- Given request
Each entry should be quoted word for word, including every mark of punctuation.

- Data shown
··········

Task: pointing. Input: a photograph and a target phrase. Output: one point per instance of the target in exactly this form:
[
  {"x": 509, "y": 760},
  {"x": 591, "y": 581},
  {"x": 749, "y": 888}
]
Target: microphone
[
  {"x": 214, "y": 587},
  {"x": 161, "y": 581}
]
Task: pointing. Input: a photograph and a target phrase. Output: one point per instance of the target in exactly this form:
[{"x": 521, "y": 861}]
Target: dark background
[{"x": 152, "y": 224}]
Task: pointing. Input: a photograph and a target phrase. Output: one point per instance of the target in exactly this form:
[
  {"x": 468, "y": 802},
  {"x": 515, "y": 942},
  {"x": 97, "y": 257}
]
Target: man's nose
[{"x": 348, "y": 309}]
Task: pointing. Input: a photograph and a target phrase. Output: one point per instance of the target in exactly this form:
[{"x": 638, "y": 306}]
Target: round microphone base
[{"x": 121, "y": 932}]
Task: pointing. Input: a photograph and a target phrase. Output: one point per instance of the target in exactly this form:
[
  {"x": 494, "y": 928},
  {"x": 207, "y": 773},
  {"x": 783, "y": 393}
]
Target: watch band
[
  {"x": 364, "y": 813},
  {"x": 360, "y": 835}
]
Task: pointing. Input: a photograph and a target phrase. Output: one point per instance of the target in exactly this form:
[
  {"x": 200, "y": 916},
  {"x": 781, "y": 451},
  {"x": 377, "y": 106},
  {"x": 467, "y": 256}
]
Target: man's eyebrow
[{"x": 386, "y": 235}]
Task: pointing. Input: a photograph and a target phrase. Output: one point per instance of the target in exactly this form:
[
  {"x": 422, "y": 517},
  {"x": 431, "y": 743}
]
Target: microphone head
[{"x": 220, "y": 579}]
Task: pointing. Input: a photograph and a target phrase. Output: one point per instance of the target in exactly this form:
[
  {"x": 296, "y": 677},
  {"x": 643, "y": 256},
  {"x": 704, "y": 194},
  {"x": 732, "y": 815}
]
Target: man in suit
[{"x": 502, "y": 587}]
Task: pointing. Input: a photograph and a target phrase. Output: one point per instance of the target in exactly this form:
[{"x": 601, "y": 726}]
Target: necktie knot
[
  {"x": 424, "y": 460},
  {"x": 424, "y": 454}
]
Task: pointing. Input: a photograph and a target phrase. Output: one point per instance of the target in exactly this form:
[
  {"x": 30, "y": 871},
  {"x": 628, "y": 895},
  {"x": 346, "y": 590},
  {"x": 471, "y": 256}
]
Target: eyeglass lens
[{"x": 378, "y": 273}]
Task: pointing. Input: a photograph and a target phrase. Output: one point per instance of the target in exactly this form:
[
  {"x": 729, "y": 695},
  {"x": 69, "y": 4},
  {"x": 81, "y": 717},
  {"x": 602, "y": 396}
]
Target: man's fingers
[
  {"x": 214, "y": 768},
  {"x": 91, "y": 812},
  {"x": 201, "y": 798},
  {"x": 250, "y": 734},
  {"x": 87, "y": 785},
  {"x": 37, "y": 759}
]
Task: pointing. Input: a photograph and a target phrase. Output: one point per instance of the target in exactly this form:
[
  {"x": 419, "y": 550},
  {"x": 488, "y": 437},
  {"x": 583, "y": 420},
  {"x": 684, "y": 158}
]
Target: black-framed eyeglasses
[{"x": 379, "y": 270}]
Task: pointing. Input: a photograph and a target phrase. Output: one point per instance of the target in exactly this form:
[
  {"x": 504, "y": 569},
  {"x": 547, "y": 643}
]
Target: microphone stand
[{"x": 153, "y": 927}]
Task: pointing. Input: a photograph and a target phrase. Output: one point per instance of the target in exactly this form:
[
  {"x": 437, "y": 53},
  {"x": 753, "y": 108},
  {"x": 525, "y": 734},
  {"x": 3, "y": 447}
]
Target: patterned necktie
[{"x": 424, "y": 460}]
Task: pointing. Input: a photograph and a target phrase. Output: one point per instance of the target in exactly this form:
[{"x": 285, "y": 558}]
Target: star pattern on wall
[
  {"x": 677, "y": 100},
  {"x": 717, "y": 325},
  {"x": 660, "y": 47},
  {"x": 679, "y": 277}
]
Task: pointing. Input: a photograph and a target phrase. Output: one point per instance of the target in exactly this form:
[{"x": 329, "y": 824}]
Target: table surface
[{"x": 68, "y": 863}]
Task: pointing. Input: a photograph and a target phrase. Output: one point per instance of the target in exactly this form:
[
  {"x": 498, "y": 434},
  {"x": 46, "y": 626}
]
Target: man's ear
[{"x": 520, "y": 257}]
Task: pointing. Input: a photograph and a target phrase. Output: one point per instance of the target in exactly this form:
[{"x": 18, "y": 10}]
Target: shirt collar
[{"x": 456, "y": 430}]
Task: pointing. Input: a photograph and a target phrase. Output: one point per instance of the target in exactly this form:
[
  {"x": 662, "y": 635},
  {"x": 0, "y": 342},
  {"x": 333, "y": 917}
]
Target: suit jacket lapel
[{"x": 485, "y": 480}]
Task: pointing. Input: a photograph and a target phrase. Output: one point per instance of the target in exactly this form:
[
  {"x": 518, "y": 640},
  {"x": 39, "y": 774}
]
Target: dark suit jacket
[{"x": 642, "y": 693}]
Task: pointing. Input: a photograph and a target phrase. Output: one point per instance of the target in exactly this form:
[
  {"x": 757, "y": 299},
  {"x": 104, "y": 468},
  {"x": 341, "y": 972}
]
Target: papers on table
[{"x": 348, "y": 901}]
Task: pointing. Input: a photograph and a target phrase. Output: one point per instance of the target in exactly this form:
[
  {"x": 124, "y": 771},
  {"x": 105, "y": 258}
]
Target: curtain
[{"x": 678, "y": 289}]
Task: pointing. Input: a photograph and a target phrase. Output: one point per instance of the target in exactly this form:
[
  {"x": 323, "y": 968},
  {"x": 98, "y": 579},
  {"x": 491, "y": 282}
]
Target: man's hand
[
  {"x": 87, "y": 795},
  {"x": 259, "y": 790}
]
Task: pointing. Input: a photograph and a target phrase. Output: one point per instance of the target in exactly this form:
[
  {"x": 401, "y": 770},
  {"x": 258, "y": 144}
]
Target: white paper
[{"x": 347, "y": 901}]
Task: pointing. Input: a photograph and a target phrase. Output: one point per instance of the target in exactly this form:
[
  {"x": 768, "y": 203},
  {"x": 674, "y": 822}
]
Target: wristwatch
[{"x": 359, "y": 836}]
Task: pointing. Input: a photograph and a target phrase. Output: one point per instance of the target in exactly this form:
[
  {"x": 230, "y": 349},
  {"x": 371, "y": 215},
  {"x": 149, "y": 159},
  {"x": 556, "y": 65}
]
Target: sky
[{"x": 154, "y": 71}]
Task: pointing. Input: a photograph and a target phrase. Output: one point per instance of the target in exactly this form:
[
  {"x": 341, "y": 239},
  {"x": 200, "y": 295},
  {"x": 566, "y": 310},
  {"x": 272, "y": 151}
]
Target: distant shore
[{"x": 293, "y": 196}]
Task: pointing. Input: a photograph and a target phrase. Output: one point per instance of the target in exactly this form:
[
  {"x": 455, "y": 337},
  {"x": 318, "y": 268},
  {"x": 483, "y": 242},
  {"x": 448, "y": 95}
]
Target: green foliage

··········

- Response below
Task: pointing. Input: a photograph and a target phrase. Output: one point per instance of the target in exactly this form:
[
  {"x": 509, "y": 760},
  {"x": 591, "y": 581},
  {"x": 749, "y": 888}
]
Target: microphone
[
  {"x": 214, "y": 587},
  {"x": 161, "y": 581}
]
Task: pointing. Input: a photograph and a target phrase. Output: one point per instance of the target in exactly this form:
[{"x": 521, "y": 861}]
Target: dark background
[{"x": 152, "y": 224}]
Task: pointing. Input: a photograph and a target phrase. Output: one point per instance of the target in exactly this form:
[
  {"x": 468, "y": 802},
  {"x": 515, "y": 942},
  {"x": 97, "y": 257}
]
Target: man's nose
[{"x": 348, "y": 309}]
Task: pointing. Input: a photograph and a target phrase. Output: one point per instance of the target in exactly this form:
[{"x": 638, "y": 306}]
Target: round microphone base
[{"x": 121, "y": 932}]
Task: pointing. Input: a photograph and a target phrase. Output: one point per instance of the target in exactly this form:
[
  {"x": 494, "y": 928},
  {"x": 207, "y": 773},
  {"x": 783, "y": 393}
]
Target: watch band
[
  {"x": 364, "y": 813},
  {"x": 360, "y": 835}
]
Task: pointing. Input: a photograph and a target phrase. Output: one point per instance of the target in exactly this form:
[
  {"x": 200, "y": 916},
  {"x": 781, "y": 451},
  {"x": 377, "y": 106},
  {"x": 467, "y": 256}
]
Target: man's eyebrow
[{"x": 386, "y": 235}]
Task: pointing. Input: a photograph and a target phrase. Output: one point per instance of the target in exactly this form:
[
  {"x": 422, "y": 517},
  {"x": 431, "y": 743}
]
Target: microphone head
[{"x": 220, "y": 579}]
Task: pointing. Input: a photograph and a target phrase. Output: one point per instance of the target in exactly this form:
[
  {"x": 296, "y": 677},
  {"x": 643, "y": 256},
  {"x": 704, "y": 194},
  {"x": 732, "y": 815}
]
Target: man in suit
[{"x": 502, "y": 587}]
Task: pointing. Input: a photograph and a target phrase. Output: one point per instance of the target in exactly this form:
[{"x": 601, "y": 726}]
Target: necktie knot
[
  {"x": 424, "y": 460},
  {"x": 424, "y": 454}
]
Task: pointing. Input: a photograph and a target phrase. Output: one point per instance of the target in exactly this form:
[
  {"x": 30, "y": 871},
  {"x": 628, "y": 895},
  {"x": 346, "y": 590},
  {"x": 471, "y": 256}
]
Target: eyeglass lens
[{"x": 378, "y": 273}]
Task: pointing. Input: a photograph and a target phrase. Output: one point per instance of the target in exactly this form:
[
  {"x": 729, "y": 695},
  {"x": 69, "y": 4},
  {"x": 81, "y": 717},
  {"x": 602, "y": 396}
]
Target: man's fingers
[
  {"x": 214, "y": 768},
  {"x": 91, "y": 812},
  {"x": 201, "y": 798},
  {"x": 250, "y": 734},
  {"x": 87, "y": 785},
  {"x": 37, "y": 759}
]
Task: pointing. Input: a photograph and a target phrase. Output: one point per instance of the target in exactly this form:
[
  {"x": 419, "y": 550},
  {"x": 488, "y": 437},
  {"x": 583, "y": 420},
  {"x": 684, "y": 158}
]
Target: black-framed eyeglasses
[{"x": 379, "y": 270}]
Task: pointing. Input: a photograph and a target phrase. Output: one point per instance of the target in exactly this form:
[
  {"x": 504, "y": 569},
  {"x": 547, "y": 643}
]
Target: microphone stand
[{"x": 153, "y": 927}]
Task: pointing. Input: a photograph and a target phrase. Output: one point per instance of the target in exactly this form:
[
  {"x": 437, "y": 53},
  {"x": 753, "y": 108},
  {"x": 525, "y": 734},
  {"x": 3, "y": 447}
]
Target: patterned necktie
[{"x": 424, "y": 460}]
Task: pointing. Input: a photograph and a target phrase. Output: one point per instance of the target in exactly this form:
[{"x": 285, "y": 558}]
Target: star pattern on wall
[
  {"x": 677, "y": 100},
  {"x": 717, "y": 325},
  {"x": 660, "y": 47},
  {"x": 679, "y": 277}
]
Task: pointing. Input: a photograph and a target phrase. Output: one point per instance of the target in exactly this form:
[{"x": 329, "y": 824}]
Target: table surface
[{"x": 68, "y": 863}]
Task: pointing. Input: a photograph and a target phrase. Output: one point per instance of the target in exactly this form:
[
  {"x": 498, "y": 434},
  {"x": 46, "y": 626}
]
Target: man's ear
[{"x": 520, "y": 257}]
Task: pointing. Input: a photograph and a target phrase. Output: one point per instance of the target in exactly this form:
[{"x": 18, "y": 10}]
Target: shirt collar
[{"x": 456, "y": 430}]
Task: pointing. Input: a photograph and a target phrase. Output: one point per instance of the target in exactly this form:
[
  {"x": 662, "y": 635},
  {"x": 0, "y": 342},
  {"x": 333, "y": 917}
]
Target: suit jacket lapel
[{"x": 485, "y": 480}]
Task: pointing. Input: a photograph and a target phrase. Output: one point per instance of the target in exactly this form:
[
  {"x": 518, "y": 640},
  {"x": 39, "y": 774}
]
Target: dark suit jacket
[{"x": 642, "y": 693}]
Task: pointing. Input: a photograph and a target phrase. Output: one point per instance of the target in exactly this form:
[
  {"x": 757, "y": 299},
  {"x": 104, "y": 468},
  {"x": 341, "y": 972}
]
Target: papers on table
[{"x": 348, "y": 901}]
Task: pointing. Input: a photograph and a target phrase. Output: one point per instance of the target in exactly this form:
[
  {"x": 124, "y": 771},
  {"x": 105, "y": 258}
]
Target: curtain
[{"x": 678, "y": 289}]
Task: pointing. Input: a photograph and a target phrase. Output: one point per instance of the target in exactly this form:
[
  {"x": 323, "y": 968},
  {"x": 98, "y": 579},
  {"x": 491, "y": 282}
]
Target: man's hand
[
  {"x": 87, "y": 795},
  {"x": 259, "y": 790}
]
Task: pointing. Input: a photograph and a target phrase. Output: one point per instance of the target in exactly this form:
[
  {"x": 401, "y": 770},
  {"x": 258, "y": 144}
]
Target: white paper
[{"x": 347, "y": 901}]
Task: pointing. Input: a photograph and a target phrase. Output: one point per instance of the target in exactly this form:
[
  {"x": 768, "y": 203},
  {"x": 674, "y": 822}
]
Target: wristwatch
[{"x": 359, "y": 836}]
Task: pointing. Input: a photograph and a target phrase. Output: one point per instance of the target in exactly this form:
[
  {"x": 230, "y": 349},
  {"x": 371, "y": 215},
  {"x": 149, "y": 159},
  {"x": 556, "y": 65}
]
Target: sky
[{"x": 154, "y": 71}]
Task: pointing. Input: a photograph and a target phrase. Output: one point per instance of the target in exactly this form:
[
  {"x": 341, "y": 239},
  {"x": 200, "y": 295},
  {"x": 566, "y": 310},
  {"x": 272, "y": 151}
]
Target: distant shore
[{"x": 293, "y": 196}]
Task: pointing. Input: a photograph and a target phrase. Output: one point per instance of the target in exactly this form:
[
  {"x": 455, "y": 337},
  {"x": 318, "y": 268},
  {"x": 483, "y": 242},
  {"x": 448, "y": 95}
]
Target: green foliage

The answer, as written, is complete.